Extract provided =>
Acacia retinervis is a tree or shrub belonging to the genus Acacia and the subgenus Juliflorae endemic to northern western Australia.

==Description==
The tree or shrub typically grows to a height of 2 to 12 m. It has fissured brown to grey-brown bark with resinous, scurfy, rusty-brown new shoots that occasionally have a dense covering of silver hairs with glabrous to sparsely haired, terete, light brown to reddish coloured branchlets. Like many species of Acacia it has phyllodes rather than true leaves. It has sickle shaped, glabrous to sometimes sericeous phyllodes falcate with a length of 7 to 14 cm and a width of 6 to 25 mm and have three to five prominent longitudinal veins surrounded by minor veins that are almost touching each other. It blooms from April to September producing yellow flowers.

==Taxonomy==
The species was first formally described by the botanist George Bentham in 1842 as part of William Jackson Hookers work Notes on Mimoseae, with a synopsis of species as published in the London Journal of Botany. It was reclassified as Racosperma retinerve by Leslie Pedley in 2003 then transferred back to genus Acacia in 2006.

==Distribution==
It is native to a large area in the Kimberley region of Western Australia where it grows among sandstone or laterite. It is situated on the mainland extending from the coast south to the Mitchell Plateau and the catchment area of the Prince Regent River where it is usually found among outcrops of sandstone rock.

Data excerpts =>

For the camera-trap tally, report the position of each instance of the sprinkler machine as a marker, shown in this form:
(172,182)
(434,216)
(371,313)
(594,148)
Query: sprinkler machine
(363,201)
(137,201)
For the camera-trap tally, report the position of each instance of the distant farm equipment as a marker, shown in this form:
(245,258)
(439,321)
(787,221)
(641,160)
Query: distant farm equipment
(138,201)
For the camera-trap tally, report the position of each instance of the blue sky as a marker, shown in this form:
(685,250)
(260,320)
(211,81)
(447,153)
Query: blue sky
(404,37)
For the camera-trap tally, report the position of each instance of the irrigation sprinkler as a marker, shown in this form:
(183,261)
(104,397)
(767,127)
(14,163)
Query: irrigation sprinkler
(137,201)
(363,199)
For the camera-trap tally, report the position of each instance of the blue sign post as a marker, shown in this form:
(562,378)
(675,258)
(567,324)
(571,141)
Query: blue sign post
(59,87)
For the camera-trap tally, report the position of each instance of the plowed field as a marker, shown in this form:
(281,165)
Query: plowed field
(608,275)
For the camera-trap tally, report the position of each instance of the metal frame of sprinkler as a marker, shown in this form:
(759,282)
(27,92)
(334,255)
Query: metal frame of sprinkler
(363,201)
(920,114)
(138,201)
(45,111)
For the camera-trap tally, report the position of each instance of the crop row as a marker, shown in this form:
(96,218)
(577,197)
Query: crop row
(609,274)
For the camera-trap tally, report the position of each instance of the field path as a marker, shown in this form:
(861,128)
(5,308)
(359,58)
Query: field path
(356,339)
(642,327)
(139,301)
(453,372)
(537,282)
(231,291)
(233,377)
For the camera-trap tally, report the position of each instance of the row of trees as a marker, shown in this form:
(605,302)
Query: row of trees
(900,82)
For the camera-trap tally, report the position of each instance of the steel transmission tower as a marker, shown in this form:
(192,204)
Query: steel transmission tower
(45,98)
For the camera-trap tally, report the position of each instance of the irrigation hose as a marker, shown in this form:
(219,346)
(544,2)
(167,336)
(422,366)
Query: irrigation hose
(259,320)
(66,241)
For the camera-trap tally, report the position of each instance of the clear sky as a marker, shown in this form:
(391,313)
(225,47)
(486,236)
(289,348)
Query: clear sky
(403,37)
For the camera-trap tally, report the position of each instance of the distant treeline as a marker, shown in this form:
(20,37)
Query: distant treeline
--
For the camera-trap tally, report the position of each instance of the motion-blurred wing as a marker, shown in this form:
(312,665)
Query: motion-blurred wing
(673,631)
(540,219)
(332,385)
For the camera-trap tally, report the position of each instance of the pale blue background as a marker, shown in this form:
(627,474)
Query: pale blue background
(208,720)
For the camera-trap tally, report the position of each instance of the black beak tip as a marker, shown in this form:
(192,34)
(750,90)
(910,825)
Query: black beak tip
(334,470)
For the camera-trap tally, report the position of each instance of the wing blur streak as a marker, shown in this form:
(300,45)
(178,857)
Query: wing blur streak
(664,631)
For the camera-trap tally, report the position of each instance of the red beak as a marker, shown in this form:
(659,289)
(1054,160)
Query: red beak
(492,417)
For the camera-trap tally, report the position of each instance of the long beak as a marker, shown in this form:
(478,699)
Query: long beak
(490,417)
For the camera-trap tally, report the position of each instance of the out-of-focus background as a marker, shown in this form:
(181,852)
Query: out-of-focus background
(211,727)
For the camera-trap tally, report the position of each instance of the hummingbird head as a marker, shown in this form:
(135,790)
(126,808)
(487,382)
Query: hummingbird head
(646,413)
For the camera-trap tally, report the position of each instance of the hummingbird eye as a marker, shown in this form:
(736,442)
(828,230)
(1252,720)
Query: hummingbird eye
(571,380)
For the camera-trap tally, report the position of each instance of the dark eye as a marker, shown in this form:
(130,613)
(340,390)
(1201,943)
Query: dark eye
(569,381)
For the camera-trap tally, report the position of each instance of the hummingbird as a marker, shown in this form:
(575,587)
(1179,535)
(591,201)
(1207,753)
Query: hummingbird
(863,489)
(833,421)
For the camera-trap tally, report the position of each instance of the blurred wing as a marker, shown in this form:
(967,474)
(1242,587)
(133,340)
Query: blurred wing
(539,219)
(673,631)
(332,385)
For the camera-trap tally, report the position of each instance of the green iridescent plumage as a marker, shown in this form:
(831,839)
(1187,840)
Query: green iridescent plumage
==
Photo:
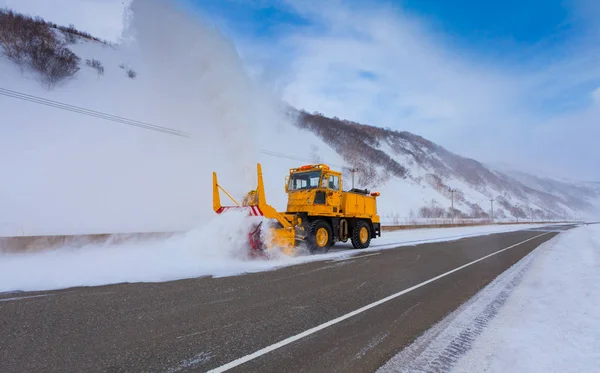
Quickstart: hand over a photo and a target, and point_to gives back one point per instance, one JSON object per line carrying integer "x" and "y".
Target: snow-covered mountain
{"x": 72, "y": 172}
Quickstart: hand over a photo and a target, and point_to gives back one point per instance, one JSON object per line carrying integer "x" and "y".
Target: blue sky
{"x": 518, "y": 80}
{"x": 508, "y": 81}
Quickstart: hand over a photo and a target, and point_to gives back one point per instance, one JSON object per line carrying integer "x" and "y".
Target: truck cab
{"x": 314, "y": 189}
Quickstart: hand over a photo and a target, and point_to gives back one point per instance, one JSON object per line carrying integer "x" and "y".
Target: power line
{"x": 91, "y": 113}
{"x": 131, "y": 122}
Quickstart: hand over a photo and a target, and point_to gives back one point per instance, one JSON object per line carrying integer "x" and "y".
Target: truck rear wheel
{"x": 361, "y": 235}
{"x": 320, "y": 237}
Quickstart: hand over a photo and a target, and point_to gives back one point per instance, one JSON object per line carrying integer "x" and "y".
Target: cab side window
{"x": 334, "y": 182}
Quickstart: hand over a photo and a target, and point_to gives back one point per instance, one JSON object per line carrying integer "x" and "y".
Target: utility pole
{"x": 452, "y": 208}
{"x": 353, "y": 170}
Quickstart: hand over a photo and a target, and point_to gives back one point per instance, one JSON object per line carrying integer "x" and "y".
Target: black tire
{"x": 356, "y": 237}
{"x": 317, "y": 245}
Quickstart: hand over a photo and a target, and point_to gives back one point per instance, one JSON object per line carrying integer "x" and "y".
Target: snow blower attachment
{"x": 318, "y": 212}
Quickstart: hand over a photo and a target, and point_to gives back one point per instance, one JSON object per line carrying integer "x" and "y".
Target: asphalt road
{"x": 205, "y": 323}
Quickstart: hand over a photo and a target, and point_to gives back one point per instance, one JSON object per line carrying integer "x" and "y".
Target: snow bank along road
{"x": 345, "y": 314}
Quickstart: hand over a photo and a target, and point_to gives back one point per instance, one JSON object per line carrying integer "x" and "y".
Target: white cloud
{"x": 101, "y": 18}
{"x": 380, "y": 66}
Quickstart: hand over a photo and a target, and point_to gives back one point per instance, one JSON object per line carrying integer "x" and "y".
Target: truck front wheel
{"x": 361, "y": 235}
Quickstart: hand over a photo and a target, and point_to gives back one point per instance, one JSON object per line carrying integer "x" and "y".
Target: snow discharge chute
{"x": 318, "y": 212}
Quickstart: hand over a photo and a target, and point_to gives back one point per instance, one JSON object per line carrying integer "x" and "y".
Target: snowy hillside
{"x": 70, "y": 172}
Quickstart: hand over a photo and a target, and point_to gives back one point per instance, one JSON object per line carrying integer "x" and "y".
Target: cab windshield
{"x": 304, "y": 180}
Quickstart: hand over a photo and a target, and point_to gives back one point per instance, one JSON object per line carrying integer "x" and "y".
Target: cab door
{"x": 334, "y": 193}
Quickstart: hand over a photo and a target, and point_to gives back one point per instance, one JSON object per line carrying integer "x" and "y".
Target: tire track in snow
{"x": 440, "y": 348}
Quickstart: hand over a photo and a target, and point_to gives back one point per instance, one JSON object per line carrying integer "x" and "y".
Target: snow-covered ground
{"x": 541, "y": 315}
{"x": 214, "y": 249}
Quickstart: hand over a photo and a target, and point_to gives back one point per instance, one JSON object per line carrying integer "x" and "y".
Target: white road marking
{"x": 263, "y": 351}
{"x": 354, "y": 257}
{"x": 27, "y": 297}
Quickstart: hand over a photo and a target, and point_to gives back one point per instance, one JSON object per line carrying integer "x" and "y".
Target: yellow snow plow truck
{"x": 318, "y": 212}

Exercise =>
Answer these from the Acacia retinervis text:
(a) To what height does the tree or shrub typically grow?
(b) Which botanist first formally described the species, and in what year?
(c) In what region of Western Australia is it native?
The records have no part in this work.

Your solution =>
(a) 2 to 12 m
(b) George Bentham, in 1842
(c) The Kimberley region